Records for this exercise:
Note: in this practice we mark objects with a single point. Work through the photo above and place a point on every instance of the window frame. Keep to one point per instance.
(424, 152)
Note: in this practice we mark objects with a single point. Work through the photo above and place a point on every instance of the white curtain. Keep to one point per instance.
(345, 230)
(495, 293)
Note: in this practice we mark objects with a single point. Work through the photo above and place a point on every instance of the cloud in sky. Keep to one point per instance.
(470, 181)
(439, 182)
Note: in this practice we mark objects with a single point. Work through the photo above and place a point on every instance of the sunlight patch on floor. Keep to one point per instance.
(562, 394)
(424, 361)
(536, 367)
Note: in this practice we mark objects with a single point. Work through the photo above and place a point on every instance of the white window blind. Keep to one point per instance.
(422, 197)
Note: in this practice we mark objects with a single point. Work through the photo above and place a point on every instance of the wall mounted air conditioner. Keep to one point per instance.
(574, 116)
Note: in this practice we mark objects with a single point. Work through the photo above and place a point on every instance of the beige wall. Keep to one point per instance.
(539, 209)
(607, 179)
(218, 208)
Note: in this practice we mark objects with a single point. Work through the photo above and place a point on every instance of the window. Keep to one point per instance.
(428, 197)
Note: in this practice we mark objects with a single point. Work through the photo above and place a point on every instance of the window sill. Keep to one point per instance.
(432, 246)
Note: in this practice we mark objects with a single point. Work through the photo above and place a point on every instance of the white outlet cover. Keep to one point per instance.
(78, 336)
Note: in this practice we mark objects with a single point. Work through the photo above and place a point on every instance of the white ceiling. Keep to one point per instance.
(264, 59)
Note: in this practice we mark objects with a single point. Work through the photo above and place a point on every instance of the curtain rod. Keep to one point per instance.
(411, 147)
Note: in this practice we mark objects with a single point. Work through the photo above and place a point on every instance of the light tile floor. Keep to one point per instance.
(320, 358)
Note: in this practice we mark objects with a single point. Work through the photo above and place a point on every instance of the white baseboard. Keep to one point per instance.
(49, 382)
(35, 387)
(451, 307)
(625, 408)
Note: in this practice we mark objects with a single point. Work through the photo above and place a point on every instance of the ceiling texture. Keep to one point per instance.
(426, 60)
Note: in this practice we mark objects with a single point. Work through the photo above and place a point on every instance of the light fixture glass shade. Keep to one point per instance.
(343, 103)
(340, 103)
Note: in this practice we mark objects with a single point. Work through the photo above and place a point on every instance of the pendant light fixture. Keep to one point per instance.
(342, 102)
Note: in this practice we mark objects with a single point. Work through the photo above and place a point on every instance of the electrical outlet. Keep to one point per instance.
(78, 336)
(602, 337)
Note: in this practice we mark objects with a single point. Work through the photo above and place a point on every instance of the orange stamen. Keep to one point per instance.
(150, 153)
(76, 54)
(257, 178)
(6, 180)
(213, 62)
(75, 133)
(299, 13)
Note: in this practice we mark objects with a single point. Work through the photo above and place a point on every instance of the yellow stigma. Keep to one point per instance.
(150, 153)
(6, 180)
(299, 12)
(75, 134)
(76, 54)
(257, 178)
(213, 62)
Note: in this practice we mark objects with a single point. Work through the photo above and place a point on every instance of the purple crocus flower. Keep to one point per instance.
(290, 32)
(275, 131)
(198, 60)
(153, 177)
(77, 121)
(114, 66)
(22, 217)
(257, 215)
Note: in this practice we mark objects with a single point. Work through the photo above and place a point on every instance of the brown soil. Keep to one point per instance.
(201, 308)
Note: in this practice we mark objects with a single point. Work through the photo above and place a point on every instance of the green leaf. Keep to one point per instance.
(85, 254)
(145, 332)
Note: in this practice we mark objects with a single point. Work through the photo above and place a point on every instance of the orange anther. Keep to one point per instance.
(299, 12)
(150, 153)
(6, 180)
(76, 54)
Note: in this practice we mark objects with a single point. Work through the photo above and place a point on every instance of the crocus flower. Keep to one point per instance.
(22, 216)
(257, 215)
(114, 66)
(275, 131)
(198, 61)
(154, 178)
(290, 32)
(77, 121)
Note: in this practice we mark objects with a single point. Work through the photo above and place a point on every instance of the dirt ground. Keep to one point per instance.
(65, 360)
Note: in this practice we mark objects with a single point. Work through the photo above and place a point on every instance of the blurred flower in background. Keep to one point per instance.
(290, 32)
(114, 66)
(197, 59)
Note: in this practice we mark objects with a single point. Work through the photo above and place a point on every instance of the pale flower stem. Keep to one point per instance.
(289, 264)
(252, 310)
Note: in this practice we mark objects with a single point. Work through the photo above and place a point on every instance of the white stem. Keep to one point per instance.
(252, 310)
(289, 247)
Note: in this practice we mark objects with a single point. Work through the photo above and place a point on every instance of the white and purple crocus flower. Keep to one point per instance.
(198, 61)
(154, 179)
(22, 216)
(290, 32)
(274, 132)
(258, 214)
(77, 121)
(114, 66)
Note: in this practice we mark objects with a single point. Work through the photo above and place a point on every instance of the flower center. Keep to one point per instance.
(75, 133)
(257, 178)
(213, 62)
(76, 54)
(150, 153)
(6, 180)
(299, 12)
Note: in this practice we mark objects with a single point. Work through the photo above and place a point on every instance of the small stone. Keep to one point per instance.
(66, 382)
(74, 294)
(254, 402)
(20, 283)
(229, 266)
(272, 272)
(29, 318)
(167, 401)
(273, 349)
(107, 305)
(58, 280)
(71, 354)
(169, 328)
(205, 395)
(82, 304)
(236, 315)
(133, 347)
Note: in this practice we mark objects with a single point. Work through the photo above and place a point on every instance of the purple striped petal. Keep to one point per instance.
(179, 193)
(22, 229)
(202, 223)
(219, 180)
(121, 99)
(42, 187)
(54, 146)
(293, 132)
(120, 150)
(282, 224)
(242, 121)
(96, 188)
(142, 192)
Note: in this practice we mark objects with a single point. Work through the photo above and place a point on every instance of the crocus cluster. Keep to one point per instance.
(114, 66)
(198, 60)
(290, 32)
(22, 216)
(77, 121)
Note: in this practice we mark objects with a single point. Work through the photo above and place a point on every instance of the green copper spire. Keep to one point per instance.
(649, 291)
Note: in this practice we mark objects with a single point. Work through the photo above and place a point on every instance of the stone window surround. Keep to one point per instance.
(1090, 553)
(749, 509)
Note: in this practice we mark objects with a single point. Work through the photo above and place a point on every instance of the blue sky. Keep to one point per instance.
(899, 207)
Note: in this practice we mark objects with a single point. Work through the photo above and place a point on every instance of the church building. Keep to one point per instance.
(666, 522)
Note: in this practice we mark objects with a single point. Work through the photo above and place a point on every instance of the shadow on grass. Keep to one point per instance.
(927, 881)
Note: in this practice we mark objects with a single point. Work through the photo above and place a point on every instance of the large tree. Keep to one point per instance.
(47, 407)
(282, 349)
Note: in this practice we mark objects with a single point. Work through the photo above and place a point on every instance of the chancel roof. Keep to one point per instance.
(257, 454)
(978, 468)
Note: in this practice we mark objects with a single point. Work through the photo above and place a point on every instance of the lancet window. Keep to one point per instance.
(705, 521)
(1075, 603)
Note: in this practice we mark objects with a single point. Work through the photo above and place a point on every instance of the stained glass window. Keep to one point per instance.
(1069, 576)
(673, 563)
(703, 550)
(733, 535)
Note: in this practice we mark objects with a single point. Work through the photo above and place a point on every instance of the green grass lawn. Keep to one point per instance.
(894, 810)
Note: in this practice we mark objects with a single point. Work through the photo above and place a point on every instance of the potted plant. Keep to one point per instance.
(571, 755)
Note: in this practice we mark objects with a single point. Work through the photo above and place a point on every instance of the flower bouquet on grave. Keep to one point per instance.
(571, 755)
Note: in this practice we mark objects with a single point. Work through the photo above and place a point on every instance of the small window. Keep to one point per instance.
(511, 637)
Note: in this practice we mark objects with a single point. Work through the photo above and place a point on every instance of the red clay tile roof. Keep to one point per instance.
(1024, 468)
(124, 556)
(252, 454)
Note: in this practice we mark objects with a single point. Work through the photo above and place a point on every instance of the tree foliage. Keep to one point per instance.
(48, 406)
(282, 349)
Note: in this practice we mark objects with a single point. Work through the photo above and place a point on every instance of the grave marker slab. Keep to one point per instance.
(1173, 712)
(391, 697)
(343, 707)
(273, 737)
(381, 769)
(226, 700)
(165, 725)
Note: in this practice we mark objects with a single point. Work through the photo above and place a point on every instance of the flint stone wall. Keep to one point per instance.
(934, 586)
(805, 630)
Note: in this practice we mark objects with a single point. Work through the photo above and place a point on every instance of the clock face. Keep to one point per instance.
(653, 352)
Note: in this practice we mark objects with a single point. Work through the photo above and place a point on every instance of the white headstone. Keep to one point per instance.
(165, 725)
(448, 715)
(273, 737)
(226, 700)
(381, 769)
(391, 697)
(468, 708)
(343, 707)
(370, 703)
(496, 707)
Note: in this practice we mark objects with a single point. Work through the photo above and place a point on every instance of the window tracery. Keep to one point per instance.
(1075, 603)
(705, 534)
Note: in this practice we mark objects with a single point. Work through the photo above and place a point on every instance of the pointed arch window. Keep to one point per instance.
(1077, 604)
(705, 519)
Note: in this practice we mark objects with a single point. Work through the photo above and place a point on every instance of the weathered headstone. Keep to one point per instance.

Aim of the task:
Rewrite the rows starting at the line that has "stone wall. Keep to one point per instance." and running through the end of the rows, replacing "headstone" with "gravestone" and leaving everything else as it is.

Solution for this task:
Note: in this practice we mark objects with a single point. Work through the photo above and place a point on every instance of the flint stone wall. Keep to one point per instance.
(934, 586)
(805, 630)
Note: in this practice we mark objects with a single point. Work through the photo above and place a point on every instance of the clock face. Keep to one point per instance.
(653, 352)
Note: in this practice we mark objects with a single point. Work through the photo above and place a point on every instance of the white gravestone. Keep to one point per instance.
(165, 725)
(448, 715)
(273, 737)
(226, 700)
(381, 769)
(391, 697)
(468, 708)
(343, 707)
(370, 703)
(496, 707)
Note: in this practice we mark objects with a single point. Work through the photo above and place a point on every instance of the window tracery. Keep to one point per instance.
(1075, 603)
(705, 534)
Note: in this practice we mark objects with a single point. Work through the photo above and place a point on every instance of the pointed arch window. Keep to one point per instance.
(1077, 604)
(705, 519)
Note: in this practice we mark objects with a single point. Work through the photo above and place a point on every instance of the weathered gravestone. Keep to one point per instance.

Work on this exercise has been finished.